**Exercise description**
How many lines in the rows contain the string "below"? Reply with the number only.

Picture shape labeling items
Start

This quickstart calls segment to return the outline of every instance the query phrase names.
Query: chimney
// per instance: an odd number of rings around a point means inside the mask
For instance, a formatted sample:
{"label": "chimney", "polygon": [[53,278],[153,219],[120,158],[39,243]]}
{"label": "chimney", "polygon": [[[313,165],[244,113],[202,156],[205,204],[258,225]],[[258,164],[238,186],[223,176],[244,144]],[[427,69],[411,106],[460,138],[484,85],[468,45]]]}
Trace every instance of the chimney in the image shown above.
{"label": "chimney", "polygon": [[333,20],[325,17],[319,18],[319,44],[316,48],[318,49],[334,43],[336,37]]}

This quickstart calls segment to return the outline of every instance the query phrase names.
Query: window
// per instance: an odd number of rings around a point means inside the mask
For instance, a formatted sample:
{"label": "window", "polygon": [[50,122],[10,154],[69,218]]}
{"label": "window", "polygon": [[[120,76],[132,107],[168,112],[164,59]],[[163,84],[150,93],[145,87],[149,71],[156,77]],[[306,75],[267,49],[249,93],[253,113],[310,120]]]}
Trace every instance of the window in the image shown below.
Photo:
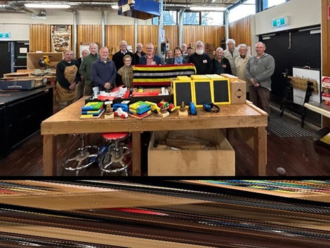
{"label": "window", "polygon": [[[164,12],[164,25],[177,25],[177,11]],[[153,25],[158,25],[159,17],[153,18]],[[184,25],[223,25],[223,12],[184,12]]]}
{"label": "window", "polygon": [[230,9],[228,18],[229,22],[232,23],[254,14],[256,14],[256,0],[248,0],[237,7]]}
{"label": "window", "polygon": [[285,3],[287,0],[266,0],[263,2],[263,10]]}
{"label": "window", "polygon": [[184,12],[184,25],[200,25],[201,12]]}
{"label": "window", "polygon": [[202,12],[201,25],[223,25],[223,12]]}

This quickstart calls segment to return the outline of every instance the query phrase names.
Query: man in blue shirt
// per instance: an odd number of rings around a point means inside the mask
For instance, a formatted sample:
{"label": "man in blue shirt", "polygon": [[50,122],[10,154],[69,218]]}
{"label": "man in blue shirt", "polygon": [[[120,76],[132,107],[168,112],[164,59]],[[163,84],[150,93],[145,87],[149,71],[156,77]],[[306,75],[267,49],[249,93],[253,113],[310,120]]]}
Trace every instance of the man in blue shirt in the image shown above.
{"label": "man in blue shirt", "polygon": [[109,58],[109,49],[100,49],[100,58],[91,64],[91,76],[94,87],[100,91],[111,90],[115,87],[117,69],[113,61]]}

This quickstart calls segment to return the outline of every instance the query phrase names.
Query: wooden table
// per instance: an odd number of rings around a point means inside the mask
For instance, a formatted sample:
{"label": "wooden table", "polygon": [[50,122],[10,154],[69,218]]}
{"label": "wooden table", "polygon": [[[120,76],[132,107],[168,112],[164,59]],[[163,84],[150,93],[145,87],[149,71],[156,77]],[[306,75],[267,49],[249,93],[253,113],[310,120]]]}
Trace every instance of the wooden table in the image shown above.
{"label": "wooden table", "polygon": [[165,118],[152,114],[142,120],[79,119],[85,98],[56,113],[41,123],[43,135],[44,175],[56,175],[56,135],[69,133],[131,132],[133,175],[141,175],[141,137],[143,131],[254,128],[256,175],[266,174],[267,115],[249,102],[243,104],[220,105],[220,112],[197,109],[197,115],[179,117],[177,111]]}

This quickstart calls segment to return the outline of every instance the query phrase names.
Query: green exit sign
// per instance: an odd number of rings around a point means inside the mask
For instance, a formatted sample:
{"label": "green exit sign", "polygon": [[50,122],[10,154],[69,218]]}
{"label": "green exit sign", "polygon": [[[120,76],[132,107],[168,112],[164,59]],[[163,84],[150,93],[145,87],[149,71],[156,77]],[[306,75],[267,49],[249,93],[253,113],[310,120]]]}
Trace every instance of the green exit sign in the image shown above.
{"label": "green exit sign", "polygon": [[282,27],[287,24],[287,17],[280,17],[273,19],[272,21],[273,27]]}
{"label": "green exit sign", "polygon": [[0,38],[10,38],[10,33],[0,33]]}

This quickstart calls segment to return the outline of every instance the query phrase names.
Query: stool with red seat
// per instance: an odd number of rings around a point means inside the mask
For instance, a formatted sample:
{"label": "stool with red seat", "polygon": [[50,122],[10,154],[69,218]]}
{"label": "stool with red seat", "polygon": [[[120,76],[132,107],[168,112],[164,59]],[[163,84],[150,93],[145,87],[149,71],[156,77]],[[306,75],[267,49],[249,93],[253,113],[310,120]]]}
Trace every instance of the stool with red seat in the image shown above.
{"label": "stool with red seat", "polygon": [[75,171],[78,176],[79,171],[94,163],[99,155],[98,147],[96,146],[85,146],[85,139],[86,135],[79,135],[80,139],[80,147],[74,152],[66,155],[62,161],[62,167],[64,170]]}
{"label": "stool with red seat", "polygon": [[130,133],[107,133],[102,135],[108,143],[108,150],[99,158],[101,176],[106,173],[124,172],[128,176],[127,170],[132,164],[132,150],[124,142],[129,139]]}

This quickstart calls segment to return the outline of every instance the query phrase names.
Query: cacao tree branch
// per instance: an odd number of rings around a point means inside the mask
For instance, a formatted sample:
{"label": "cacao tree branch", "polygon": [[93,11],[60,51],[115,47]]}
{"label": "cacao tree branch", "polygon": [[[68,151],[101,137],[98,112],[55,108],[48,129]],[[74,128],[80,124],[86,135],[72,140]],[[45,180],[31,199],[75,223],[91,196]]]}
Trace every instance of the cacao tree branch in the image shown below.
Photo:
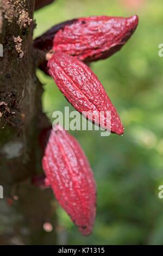
{"label": "cacao tree branch", "polygon": [[51,4],[54,0],[35,0],[35,10],[42,8],[48,4]]}

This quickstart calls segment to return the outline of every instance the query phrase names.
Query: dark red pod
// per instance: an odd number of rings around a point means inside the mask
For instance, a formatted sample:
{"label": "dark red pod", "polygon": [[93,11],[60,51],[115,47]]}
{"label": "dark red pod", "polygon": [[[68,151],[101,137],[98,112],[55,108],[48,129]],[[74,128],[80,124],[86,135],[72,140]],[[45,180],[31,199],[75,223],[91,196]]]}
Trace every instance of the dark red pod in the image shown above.
{"label": "dark red pod", "polygon": [[42,166],[56,199],[84,235],[96,217],[96,184],[88,161],[76,139],[60,126],[52,130]]}
{"label": "dark red pod", "polygon": [[136,15],[79,18],[53,27],[34,41],[41,50],[53,49],[86,62],[105,59],[119,51],[135,31]]}
{"label": "dark red pod", "polygon": [[[123,133],[116,109],[97,76],[86,64],[60,52],[53,56],[48,67],[59,89],[77,111],[102,128],[118,135]],[[93,115],[86,114],[85,112],[89,112]],[[108,115],[109,112],[111,120]]]}

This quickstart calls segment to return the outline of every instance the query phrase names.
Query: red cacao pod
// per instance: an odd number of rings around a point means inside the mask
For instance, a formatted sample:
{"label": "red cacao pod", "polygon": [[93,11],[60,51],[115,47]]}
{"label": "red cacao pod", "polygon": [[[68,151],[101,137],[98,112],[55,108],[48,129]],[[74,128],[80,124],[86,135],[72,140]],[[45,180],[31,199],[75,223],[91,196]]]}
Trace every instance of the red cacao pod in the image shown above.
{"label": "red cacao pod", "polygon": [[51,4],[54,0],[35,0],[35,11]]}
{"label": "red cacao pod", "polygon": [[[77,58],[59,52],[48,61],[48,67],[59,89],[77,111],[84,115],[84,111],[92,112],[95,115],[85,115],[88,119],[112,133],[123,133],[115,107],[97,76],[86,64]],[[110,120],[108,121],[108,112],[111,114],[111,124]]]}
{"label": "red cacao pod", "polygon": [[105,59],[119,51],[135,31],[136,15],[79,18],[58,25],[36,38],[35,47],[77,56],[86,62]]}
{"label": "red cacao pod", "polygon": [[96,217],[96,183],[88,161],[76,139],[60,126],[52,130],[42,166],[56,199],[84,235]]}

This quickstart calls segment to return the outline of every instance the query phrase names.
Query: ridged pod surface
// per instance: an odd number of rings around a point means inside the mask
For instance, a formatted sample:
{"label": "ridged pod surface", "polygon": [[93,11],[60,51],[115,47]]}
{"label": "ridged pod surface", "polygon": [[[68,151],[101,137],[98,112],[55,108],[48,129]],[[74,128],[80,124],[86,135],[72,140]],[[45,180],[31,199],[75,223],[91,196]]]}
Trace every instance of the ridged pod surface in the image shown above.
{"label": "ridged pod surface", "polygon": [[[85,115],[88,119],[112,133],[123,133],[124,128],[116,109],[100,81],[86,64],[77,58],[60,52],[53,56],[48,67],[59,89],[77,110],[84,115],[83,112],[91,111],[92,117]],[[109,120],[108,112],[111,120]]]}
{"label": "ridged pod surface", "polygon": [[60,126],[51,130],[42,166],[56,199],[84,235],[96,217],[96,188],[93,172],[77,140]]}
{"label": "ridged pod surface", "polygon": [[82,17],[59,24],[36,38],[35,47],[77,56],[86,62],[105,59],[119,51],[134,32],[137,16]]}

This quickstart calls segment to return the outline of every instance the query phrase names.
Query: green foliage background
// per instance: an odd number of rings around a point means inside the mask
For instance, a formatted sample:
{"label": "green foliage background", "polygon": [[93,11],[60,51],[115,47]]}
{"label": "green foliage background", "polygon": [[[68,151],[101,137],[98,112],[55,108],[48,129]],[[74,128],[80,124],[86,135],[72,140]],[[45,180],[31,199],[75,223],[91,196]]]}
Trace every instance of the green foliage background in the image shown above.
{"label": "green foliage background", "polygon": [[[35,14],[35,36],[79,16],[140,17],[136,31],[120,52],[91,65],[118,110],[124,135],[71,132],[84,149],[97,181],[93,233],[83,237],[58,206],[58,244],[163,244],[163,199],[158,196],[163,185],[163,58],[158,56],[158,45],[163,43],[162,1],[147,0],[136,10],[122,2],[57,0]],[[44,111],[52,121],[53,111],[70,105],[52,79],[40,71],[37,75],[45,84]]]}

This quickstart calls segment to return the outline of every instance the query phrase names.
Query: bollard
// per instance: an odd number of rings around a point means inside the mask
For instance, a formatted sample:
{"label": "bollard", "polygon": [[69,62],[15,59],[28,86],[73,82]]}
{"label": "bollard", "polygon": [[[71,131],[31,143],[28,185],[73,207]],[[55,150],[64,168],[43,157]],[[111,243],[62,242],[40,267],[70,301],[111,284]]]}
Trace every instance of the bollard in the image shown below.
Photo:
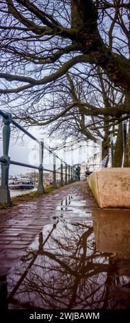
{"label": "bollard", "polygon": [[56,157],[55,154],[53,153],[53,187],[55,188],[56,188]]}
{"label": "bollard", "polygon": [[11,114],[7,113],[7,118],[3,118],[4,126],[3,127],[3,161],[1,163],[1,179],[0,187],[0,203],[8,203],[11,205],[10,190],[8,187],[9,168],[10,158],[8,156],[10,138]]}
{"label": "bollard", "polygon": [[40,142],[40,166],[39,166],[39,179],[38,185],[38,193],[44,193],[43,186],[43,153],[44,153],[44,142]]}

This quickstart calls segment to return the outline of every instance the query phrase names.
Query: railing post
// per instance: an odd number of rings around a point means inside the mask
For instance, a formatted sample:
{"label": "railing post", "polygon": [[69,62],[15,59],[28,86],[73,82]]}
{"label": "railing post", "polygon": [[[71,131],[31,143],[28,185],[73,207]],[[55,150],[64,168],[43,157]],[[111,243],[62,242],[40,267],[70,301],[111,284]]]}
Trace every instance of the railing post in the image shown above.
{"label": "railing post", "polygon": [[55,154],[53,153],[53,187],[56,188],[56,157]]}
{"label": "railing post", "polygon": [[62,159],[61,160],[60,169],[61,169],[60,185],[62,186],[63,186],[63,161]]}
{"label": "railing post", "polygon": [[65,175],[65,184],[68,184],[67,181],[67,164],[66,164],[66,175]]}
{"label": "railing post", "polygon": [[43,186],[43,153],[44,153],[44,142],[40,142],[40,168],[39,168],[39,179],[38,185],[38,193],[44,193]]}
{"label": "railing post", "polygon": [[73,168],[70,166],[70,182],[73,182]]}
{"label": "railing post", "polygon": [[74,170],[74,172],[75,172],[75,181],[76,181],[76,170],[75,170],[75,169]]}
{"label": "railing post", "polygon": [[11,204],[10,190],[8,187],[9,167],[10,158],[8,156],[10,138],[10,122],[11,114],[7,113],[7,118],[3,118],[4,126],[3,127],[3,153],[1,157],[3,162],[1,162],[1,179],[0,187],[0,203],[8,203]]}
{"label": "railing post", "polygon": [[68,183],[70,183],[70,165],[68,165]]}

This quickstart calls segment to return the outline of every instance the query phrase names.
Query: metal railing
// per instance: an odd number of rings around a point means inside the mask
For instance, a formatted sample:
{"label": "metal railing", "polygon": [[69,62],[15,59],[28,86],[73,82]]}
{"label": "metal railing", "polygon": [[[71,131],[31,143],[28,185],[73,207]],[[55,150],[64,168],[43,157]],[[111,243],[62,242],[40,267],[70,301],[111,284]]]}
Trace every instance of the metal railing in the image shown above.
{"label": "metal railing", "polygon": [[[55,153],[46,146],[43,141],[40,141],[36,138],[34,135],[29,133],[26,129],[18,124],[16,121],[12,118],[12,115],[9,113],[5,113],[0,111],[0,115],[3,117],[3,155],[0,157],[1,168],[1,187],[0,187],[0,203],[6,202],[11,204],[11,199],[10,194],[10,189],[8,186],[9,183],[9,168],[10,165],[17,165],[23,167],[27,167],[30,168],[37,169],[39,172],[38,176],[38,192],[40,193],[44,193],[44,186],[43,186],[43,171],[49,171],[53,173],[53,186],[55,188],[57,186],[56,183],[56,174],[60,174],[60,184],[63,186],[64,183],[68,184],[77,180],[76,174],[76,170],[71,166],[67,164],[62,159],[59,157]],[[40,148],[40,165],[36,166],[35,165],[30,165],[29,164],[25,164],[20,162],[16,162],[10,159],[8,155],[9,146],[10,146],[10,124],[14,124],[14,126],[21,130],[23,133],[26,134],[31,139],[36,142]],[[45,168],[43,166],[44,160],[44,151],[47,149],[50,154],[52,154],[53,169]],[[56,159],[60,160],[60,171],[56,170]],[[63,171],[63,164],[65,165],[65,174]],[[64,175],[65,175],[65,180],[64,181]]]}

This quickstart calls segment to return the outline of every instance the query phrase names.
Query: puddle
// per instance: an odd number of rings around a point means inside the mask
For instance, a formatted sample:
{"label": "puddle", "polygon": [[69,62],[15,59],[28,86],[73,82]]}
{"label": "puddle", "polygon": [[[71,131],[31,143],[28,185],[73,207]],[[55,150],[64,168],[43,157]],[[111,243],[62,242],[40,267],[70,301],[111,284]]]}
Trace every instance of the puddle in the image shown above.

End

**Written response**
3